A block of data
---------------
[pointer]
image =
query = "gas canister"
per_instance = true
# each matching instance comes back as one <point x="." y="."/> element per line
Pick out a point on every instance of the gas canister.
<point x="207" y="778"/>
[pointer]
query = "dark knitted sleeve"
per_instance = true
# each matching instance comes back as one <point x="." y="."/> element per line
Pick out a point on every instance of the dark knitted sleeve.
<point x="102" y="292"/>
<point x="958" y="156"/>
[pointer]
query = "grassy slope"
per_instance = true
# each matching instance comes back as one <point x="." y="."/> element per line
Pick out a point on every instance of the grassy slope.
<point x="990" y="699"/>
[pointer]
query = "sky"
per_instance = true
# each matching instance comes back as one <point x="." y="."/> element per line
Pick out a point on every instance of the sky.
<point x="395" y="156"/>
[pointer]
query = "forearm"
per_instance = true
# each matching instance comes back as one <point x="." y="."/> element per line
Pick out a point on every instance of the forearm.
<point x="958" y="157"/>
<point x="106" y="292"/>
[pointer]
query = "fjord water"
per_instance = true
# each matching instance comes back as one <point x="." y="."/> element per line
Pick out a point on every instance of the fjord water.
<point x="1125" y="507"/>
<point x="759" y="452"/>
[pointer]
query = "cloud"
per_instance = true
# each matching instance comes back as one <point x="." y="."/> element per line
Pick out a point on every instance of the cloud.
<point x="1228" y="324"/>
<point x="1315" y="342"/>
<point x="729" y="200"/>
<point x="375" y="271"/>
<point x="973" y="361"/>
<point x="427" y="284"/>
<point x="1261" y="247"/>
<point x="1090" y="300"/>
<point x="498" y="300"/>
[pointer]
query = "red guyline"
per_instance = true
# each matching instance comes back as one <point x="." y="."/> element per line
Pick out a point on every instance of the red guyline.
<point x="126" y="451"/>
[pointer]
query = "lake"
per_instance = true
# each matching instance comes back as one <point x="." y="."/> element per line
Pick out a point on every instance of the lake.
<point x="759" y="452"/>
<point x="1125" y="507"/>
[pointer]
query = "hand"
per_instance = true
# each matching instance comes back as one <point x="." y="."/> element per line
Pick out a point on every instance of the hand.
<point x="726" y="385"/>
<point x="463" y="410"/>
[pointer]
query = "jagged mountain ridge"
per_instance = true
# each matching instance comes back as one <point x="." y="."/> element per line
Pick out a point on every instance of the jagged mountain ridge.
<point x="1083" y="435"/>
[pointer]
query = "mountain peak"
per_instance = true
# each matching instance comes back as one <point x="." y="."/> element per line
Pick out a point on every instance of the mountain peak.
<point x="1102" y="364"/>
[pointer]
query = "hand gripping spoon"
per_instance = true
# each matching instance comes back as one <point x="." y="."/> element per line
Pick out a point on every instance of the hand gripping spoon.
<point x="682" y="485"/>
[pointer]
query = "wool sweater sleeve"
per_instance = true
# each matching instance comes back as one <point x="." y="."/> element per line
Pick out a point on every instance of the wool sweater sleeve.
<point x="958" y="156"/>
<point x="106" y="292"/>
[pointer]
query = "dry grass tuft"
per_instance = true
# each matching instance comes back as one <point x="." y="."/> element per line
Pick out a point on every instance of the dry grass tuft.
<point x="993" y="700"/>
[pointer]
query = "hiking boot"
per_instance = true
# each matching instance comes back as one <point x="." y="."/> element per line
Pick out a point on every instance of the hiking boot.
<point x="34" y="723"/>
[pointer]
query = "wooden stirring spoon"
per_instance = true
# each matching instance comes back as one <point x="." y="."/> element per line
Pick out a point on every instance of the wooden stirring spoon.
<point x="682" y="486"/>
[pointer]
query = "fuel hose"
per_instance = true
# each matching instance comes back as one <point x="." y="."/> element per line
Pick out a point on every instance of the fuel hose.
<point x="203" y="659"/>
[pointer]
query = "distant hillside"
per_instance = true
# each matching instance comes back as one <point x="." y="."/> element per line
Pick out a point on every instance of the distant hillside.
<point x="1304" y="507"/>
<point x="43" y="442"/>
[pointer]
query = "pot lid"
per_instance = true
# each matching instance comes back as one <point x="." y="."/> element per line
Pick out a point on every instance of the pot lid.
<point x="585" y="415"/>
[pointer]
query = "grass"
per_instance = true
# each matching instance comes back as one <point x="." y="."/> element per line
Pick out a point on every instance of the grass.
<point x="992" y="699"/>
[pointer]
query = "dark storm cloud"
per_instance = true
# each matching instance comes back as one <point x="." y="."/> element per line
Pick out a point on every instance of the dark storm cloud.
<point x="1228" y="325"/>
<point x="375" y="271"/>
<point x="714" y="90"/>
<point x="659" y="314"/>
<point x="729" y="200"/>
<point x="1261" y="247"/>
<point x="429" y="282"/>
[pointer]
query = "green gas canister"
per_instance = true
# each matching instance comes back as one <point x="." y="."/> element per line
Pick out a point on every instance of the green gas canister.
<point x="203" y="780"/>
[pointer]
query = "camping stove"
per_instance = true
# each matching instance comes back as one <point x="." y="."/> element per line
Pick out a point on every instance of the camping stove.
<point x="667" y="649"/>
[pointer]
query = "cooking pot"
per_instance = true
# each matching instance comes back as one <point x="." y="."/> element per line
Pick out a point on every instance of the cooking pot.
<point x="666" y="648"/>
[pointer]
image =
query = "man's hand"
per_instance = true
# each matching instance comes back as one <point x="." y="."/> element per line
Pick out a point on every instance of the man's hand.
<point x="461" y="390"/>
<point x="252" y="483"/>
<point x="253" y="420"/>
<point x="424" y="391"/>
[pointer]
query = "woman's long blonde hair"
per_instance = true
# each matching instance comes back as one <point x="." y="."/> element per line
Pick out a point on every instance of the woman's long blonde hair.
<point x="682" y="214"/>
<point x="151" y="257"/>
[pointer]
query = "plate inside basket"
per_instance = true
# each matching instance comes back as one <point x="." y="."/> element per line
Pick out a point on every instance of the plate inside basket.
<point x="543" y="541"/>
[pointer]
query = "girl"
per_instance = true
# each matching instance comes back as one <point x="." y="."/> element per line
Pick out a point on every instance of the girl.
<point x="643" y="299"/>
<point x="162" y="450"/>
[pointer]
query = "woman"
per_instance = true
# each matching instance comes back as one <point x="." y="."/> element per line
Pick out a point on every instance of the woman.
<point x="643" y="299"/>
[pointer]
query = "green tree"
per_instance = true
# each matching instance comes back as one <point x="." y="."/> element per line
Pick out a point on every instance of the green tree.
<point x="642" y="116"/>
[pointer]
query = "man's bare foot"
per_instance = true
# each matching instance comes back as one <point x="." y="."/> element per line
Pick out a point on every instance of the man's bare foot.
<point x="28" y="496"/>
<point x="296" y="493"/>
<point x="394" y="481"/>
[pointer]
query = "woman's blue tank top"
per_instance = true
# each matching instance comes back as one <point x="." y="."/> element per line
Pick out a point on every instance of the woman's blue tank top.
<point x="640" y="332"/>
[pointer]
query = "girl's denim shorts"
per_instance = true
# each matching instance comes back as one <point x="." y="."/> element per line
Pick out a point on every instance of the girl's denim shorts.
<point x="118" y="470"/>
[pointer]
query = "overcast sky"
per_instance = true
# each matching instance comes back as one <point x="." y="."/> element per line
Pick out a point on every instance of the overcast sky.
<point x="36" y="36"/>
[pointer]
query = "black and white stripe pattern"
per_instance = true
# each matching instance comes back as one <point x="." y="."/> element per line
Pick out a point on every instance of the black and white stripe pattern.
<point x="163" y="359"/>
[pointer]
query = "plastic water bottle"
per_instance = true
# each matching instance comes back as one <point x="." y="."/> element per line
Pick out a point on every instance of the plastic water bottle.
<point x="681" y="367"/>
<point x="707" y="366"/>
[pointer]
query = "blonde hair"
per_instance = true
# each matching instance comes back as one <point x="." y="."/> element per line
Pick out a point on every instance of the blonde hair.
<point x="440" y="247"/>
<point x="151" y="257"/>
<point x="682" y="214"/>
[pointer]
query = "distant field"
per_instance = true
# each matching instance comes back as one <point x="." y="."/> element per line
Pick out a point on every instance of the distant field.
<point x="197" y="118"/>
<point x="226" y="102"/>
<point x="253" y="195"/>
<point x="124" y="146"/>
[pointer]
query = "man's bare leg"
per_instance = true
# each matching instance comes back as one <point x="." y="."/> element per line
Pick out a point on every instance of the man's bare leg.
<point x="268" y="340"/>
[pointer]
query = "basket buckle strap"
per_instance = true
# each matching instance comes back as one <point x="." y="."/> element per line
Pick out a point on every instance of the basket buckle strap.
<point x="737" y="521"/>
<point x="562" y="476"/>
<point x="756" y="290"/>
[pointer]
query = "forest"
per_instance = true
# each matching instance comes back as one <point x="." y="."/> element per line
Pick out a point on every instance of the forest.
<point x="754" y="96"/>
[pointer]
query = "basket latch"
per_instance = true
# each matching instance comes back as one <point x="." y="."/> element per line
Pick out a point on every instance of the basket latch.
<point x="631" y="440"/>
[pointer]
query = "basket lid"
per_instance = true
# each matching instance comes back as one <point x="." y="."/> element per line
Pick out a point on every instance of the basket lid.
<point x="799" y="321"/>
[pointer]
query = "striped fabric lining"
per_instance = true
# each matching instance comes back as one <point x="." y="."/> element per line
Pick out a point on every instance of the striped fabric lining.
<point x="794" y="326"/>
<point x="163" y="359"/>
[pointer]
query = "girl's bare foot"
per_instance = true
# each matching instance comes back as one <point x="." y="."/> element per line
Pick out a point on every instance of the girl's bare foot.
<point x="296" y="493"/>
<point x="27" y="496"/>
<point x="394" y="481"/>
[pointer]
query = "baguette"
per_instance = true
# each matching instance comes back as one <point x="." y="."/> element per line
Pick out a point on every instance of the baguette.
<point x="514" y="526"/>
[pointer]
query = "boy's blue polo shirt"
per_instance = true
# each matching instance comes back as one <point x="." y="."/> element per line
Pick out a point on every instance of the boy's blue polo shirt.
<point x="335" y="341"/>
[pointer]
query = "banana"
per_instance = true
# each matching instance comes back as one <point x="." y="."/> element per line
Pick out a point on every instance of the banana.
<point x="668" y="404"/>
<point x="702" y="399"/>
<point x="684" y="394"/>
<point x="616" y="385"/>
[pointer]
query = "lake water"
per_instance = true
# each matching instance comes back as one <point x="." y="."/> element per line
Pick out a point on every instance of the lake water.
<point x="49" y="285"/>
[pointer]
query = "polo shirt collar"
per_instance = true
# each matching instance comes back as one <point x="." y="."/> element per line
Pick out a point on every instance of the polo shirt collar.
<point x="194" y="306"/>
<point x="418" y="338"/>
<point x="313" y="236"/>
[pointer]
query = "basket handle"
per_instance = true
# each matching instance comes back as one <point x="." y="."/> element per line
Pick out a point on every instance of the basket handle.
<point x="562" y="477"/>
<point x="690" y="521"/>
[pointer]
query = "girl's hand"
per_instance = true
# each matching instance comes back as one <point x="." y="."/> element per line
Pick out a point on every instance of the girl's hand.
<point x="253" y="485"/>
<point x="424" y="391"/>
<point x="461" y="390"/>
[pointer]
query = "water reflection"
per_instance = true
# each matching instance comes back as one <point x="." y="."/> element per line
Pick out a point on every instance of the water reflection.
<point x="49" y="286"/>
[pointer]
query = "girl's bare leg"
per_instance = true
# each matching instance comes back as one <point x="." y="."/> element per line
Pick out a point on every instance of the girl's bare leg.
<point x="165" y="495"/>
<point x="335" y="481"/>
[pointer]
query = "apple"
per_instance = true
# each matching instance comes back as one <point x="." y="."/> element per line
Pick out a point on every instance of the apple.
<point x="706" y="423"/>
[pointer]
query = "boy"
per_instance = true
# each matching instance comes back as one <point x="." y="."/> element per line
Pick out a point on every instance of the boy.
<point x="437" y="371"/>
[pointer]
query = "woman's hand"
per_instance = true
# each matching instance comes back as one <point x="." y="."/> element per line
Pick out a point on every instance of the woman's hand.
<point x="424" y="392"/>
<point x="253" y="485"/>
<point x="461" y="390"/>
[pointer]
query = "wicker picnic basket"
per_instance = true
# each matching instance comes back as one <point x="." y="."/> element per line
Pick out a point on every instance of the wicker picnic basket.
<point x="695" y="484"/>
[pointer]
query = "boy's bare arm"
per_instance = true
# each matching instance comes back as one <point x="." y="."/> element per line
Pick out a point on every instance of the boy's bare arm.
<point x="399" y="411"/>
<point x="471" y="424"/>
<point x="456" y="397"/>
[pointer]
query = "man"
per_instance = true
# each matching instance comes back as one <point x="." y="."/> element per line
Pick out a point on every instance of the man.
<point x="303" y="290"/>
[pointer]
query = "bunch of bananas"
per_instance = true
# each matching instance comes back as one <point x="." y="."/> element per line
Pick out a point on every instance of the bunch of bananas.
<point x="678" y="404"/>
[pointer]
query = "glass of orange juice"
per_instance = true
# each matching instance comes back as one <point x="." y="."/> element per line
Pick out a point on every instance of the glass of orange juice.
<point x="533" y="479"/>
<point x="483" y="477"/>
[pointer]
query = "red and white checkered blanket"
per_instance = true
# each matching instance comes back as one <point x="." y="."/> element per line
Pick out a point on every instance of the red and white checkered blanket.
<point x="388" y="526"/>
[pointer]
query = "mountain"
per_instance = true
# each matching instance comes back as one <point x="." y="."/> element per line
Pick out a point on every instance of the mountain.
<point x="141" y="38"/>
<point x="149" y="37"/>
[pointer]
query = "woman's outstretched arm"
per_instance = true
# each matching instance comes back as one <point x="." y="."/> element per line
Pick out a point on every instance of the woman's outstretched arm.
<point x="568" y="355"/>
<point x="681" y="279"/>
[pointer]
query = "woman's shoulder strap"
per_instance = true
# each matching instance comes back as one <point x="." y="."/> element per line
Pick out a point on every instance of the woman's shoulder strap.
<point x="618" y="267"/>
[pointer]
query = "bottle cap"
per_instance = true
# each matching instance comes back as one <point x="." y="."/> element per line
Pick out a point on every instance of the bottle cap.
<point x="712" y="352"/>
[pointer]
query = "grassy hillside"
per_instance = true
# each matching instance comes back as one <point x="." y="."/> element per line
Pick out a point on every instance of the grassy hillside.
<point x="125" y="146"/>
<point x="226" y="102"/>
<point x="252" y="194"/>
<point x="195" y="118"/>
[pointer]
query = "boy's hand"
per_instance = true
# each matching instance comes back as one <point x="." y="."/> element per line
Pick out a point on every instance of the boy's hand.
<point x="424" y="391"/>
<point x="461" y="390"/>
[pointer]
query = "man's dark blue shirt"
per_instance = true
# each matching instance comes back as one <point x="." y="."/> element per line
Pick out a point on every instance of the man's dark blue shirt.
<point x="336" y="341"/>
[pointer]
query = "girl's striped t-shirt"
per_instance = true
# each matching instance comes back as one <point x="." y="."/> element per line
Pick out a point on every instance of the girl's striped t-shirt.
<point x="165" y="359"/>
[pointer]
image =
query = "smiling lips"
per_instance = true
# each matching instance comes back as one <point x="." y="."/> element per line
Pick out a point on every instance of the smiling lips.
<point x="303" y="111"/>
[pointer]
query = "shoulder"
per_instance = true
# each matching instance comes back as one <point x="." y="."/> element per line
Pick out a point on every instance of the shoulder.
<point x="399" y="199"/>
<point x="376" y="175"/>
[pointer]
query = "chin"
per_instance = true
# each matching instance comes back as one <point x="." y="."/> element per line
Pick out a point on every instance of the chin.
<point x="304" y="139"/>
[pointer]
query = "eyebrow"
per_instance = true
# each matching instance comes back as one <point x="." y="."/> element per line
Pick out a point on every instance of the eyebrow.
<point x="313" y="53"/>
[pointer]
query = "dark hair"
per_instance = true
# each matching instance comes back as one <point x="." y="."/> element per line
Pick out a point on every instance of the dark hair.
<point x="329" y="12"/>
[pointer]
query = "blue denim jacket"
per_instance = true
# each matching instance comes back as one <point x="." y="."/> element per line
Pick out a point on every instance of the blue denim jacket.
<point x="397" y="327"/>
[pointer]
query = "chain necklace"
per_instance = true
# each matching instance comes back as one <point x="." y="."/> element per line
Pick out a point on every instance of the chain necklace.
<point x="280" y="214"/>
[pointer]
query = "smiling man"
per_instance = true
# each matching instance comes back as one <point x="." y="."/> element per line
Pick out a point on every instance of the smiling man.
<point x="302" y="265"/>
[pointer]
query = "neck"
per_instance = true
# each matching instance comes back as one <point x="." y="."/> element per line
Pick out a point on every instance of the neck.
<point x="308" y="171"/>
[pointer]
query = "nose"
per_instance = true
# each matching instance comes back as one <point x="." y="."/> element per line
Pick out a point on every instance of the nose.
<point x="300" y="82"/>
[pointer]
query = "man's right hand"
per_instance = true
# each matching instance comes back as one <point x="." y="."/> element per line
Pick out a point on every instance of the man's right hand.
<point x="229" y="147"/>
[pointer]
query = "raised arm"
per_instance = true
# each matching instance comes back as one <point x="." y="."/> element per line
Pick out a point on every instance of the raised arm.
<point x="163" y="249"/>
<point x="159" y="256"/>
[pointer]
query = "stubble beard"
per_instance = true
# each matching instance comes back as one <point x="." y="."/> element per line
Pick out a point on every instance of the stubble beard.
---------------
> [EXERCISE GOAL]: Gather every line of the material above that contains the word "jacket", and copy each of those lines in full. Case counts, so match only lines with the same capitalization.

> [EXERCISE RESULT]:
query = "blue denim jacket"
Pick out a point on every instance of the blue denim jacket.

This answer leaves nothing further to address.